◆ EXERCISE OBJECTIVE
Please turn every line of the items below into a numbered list, leaving out any blank lines.

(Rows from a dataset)

- - - - - - -

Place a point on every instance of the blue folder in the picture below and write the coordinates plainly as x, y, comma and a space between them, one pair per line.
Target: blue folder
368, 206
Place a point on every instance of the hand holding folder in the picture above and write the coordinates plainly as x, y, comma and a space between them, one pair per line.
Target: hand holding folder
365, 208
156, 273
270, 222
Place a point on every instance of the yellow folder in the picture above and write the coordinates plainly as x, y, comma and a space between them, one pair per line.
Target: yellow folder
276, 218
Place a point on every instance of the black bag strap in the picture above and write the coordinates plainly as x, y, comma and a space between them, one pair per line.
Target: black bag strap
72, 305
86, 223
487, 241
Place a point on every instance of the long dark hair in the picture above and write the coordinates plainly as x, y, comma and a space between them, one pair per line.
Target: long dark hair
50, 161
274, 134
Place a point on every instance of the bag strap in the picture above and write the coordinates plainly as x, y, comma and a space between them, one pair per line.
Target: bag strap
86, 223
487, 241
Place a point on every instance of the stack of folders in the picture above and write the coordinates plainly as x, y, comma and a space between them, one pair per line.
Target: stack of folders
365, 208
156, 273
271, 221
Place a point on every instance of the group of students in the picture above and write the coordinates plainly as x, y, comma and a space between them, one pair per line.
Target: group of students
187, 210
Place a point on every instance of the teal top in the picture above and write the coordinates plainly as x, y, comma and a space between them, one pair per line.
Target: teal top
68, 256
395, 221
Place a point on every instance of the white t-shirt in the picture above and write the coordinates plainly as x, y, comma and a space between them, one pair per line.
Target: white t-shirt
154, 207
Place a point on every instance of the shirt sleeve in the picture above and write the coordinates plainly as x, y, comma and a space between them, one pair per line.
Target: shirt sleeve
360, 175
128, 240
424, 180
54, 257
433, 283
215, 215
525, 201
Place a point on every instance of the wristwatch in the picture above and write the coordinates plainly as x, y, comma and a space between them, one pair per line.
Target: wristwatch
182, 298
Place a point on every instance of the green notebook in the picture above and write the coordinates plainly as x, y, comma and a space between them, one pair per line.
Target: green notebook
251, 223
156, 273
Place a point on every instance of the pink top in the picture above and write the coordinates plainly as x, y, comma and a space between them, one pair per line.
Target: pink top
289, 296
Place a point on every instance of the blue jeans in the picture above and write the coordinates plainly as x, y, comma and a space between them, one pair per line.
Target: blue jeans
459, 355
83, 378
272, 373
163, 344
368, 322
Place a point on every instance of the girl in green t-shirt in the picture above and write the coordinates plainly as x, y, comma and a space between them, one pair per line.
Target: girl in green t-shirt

- - - - - - -

◆ THE RESULT
1. Place a point on every instance of the blue folder in the picture below and write the coordinates plainly as x, y, comma and a space between them, one pair per line.
2. Target: blue folder
3. 368, 206
4. Place a point on every instance of the hand holding folder in the picture above and write the coordinates plainly as x, y, comma and a space between them, one pair per line.
5. Target: hand holding folder
6. 365, 208
7. 156, 273
8. 270, 222
9. Place a point on every instance of the yellow folder in the picture above and write the coordinates plainly as x, y, comma and a space between them, one pair per line.
10. Target: yellow folder
11. 276, 218
12. Place a point on every instance of the black bag strap in the picture above and write the coordinates plainly as x, y, comma and a space between them, one pair per line.
13. Target: black bag strap
14. 72, 305
15. 86, 223
16. 487, 241
17. Place a point on every instance of the long dark hair in the picture above and write the coordinates plainly as x, y, comma and a space between them, one pair per line.
18. Target: long dark hair
19. 50, 161
20. 274, 134
21. Place a point on every instance of the bag strap in the picture above and write the coordinates plainly as x, y, comma and a space between them, one pair per line.
22. Target: bag strap
23. 86, 223
24. 487, 241
25. Place a point on every instance of the stack of folders in the picture above and write the coordinates plainly as x, y, comma and a space between them, one pair per line.
26. Target: stack of folders
27. 365, 208
28. 156, 273
29. 271, 221
30. Place a point on every instance of the group of students in the picture above and write the coordinates plainly as x, y, comma and a space between them, one pair per line.
31. Target: group of students
32. 187, 210
33. Place a point on every instance of the teal top in the picture above and write the coordinates plainly as x, y, comma and a space between them, one pair per line.
34. Target: teal top
35. 68, 256
36. 395, 221
37. Place a point on every instance of the white t-shirt in the picture above and write the coordinates plainly as x, y, comma and a space between them, one pair per line.
38. Target: white t-shirt
39. 154, 207
40. Place a point on every instance of the shirt sleeve in the picture above and write the coordinates plainly as x, y, comma and a space between them, one pair per line.
41. Target: shirt sleeve
42. 360, 175
43. 128, 240
44. 424, 180
45. 54, 257
46. 433, 283
47. 215, 215
48. 525, 201
49. Place a point on every instance of the wristwatch in the picture above and write the coordinates plainly as x, y, comma and a space between them, one pair per line.
50. Target: wristwatch
51. 182, 298
52. Place a point on every instance of the green notebook in the picture above and write the coordinates plainly as x, y, comma and a space between them, one pair per line.
53. Target: green notebook
54. 251, 223
55. 156, 273
56. Place a point on every instance of the pink top in the picture above and write the coordinates plainly as x, y, comma and a space between them, one pair per line.
57. Target: pink top
58. 289, 296
59. Place a point on every instance of the blue jeans in the picture above and write the coordinates plainly as x, y, comma and a space between them, one pair per line.
60. Target: blue jeans
61. 459, 355
62. 83, 378
63. 272, 373
64. 163, 344
65. 368, 322
66. Place a point on every instance of the girl in green t-shirt in the picture above and write the coordinates plainly as x, y, comma and a space between them, one pair per line.
67. Target: girl in green t-shirt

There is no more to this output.